[START RECORDS FOR THE TASK]

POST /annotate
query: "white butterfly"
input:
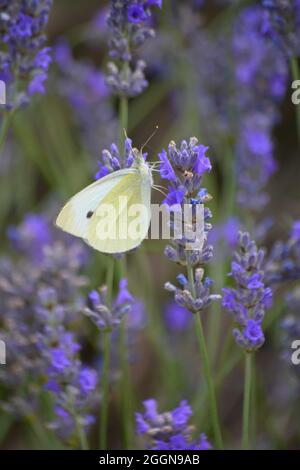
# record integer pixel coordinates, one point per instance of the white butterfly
(96, 215)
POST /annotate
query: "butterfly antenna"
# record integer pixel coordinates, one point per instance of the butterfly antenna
(149, 138)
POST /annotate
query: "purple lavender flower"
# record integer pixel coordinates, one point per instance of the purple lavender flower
(24, 60)
(176, 317)
(39, 299)
(72, 384)
(248, 301)
(108, 317)
(31, 236)
(290, 327)
(113, 160)
(129, 24)
(184, 169)
(84, 88)
(283, 263)
(170, 430)
(261, 74)
(282, 24)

[END RECORDS FOR THE TASK]

» SHORT PROBLEM
List each line of the items above that contains the string "point", treating uppercase and lowercase letters as distinct.

» RESULT
# record integer pixel coordinates, one point per instance of the white butterfly
# record integer pixel coordinates, one point per instance of the butterfly antenna
# record integer pixel coordinates, one point per instance of the purple lavender flower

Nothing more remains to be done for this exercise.